### YOUR TASK
Reproduce every record below word for word, leaving out the pictures.

•••

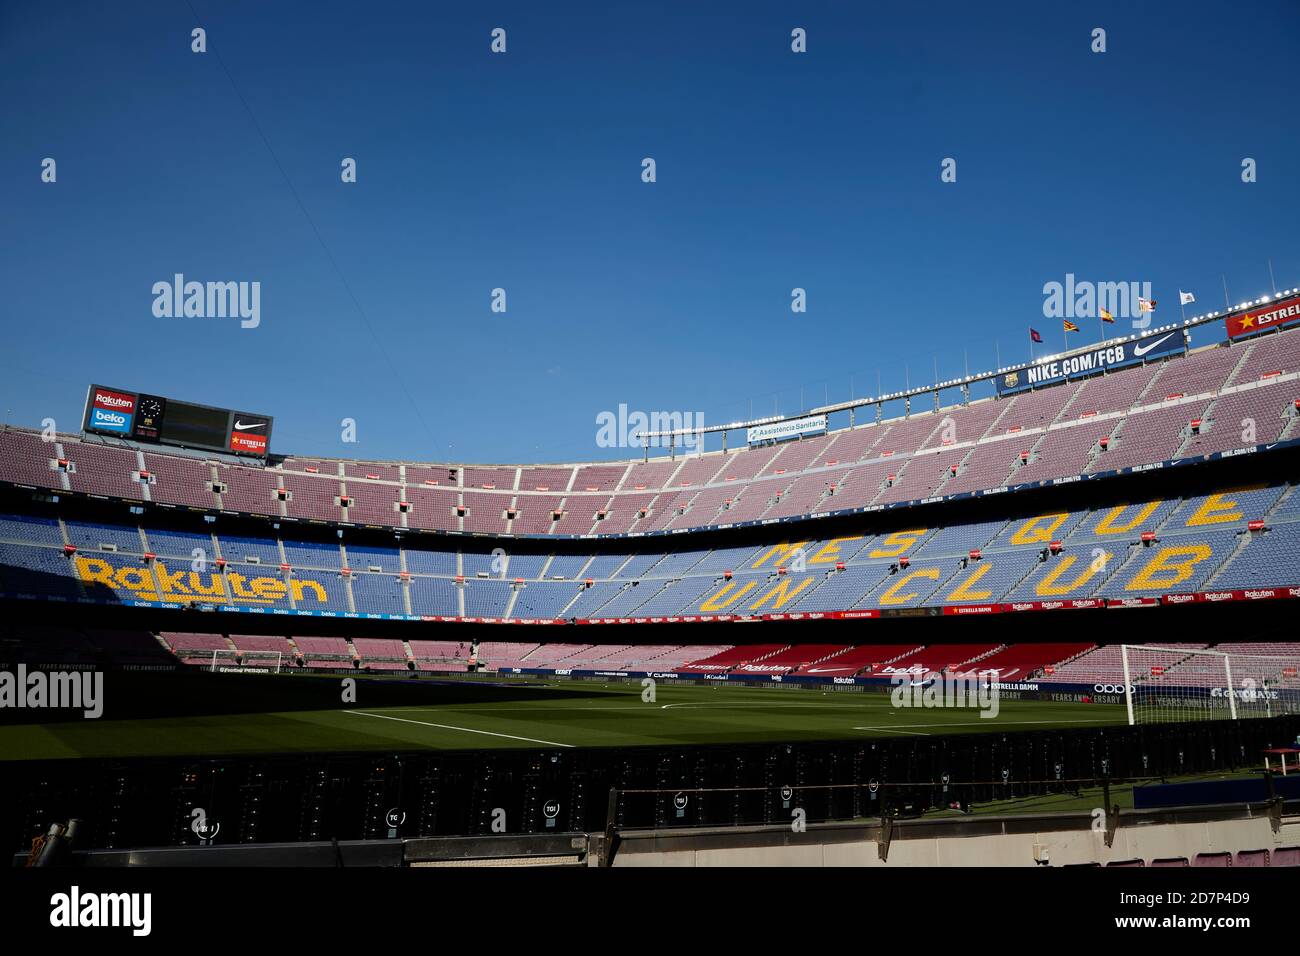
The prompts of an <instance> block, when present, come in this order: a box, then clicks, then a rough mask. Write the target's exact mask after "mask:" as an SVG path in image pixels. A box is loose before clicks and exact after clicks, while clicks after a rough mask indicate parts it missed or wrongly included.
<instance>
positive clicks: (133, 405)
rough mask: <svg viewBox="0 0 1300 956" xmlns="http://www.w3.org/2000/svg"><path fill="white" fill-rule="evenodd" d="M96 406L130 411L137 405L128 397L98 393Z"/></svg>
mask: <svg viewBox="0 0 1300 956" xmlns="http://www.w3.org/2000/svg"><path fill="white" fill-rule="evenodd" d="M95 405H98V406H99V407H100V408H125V410H130V408H131V406H134V405H135V401H134V399H133V398H130V397H127V395H118V394H117V393H114V392H96V393H95Z"/></svg>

•••

### RESPONSE AREA
The prompts of an <instance> block, when present, come in this order: a box, then clicks, then a rough mask. Write the target's exact mask after "mask:" as an SVG path in image pixels. A box is loose before clicks and exact after clicks, while clicks after a rough mask indicate parts it missed or wrongly included.
<instance>
positive clicks: (133, 405)
rough mask: <svg viewBox="0 0 1300 956" xmlns="http://www.w3.org/2000/svg"><path fill="white" fill-rule="evenodd" d="M96 406L130 411L137 405L128 397L98 393Z"/></svg>
mask: <svg viewBox="0 0 1300 956" xmlns="http://www.w3.org/2000/svg"><path fill="white" fill-rule="evenodd" d="M95 405H98V406H99V407H100V408H125V410H130V408H131V406H134V405H135V401H134V399H133V398H130V397H127V395H118V394H117V393H114V392H96V393H95Z"/></svg>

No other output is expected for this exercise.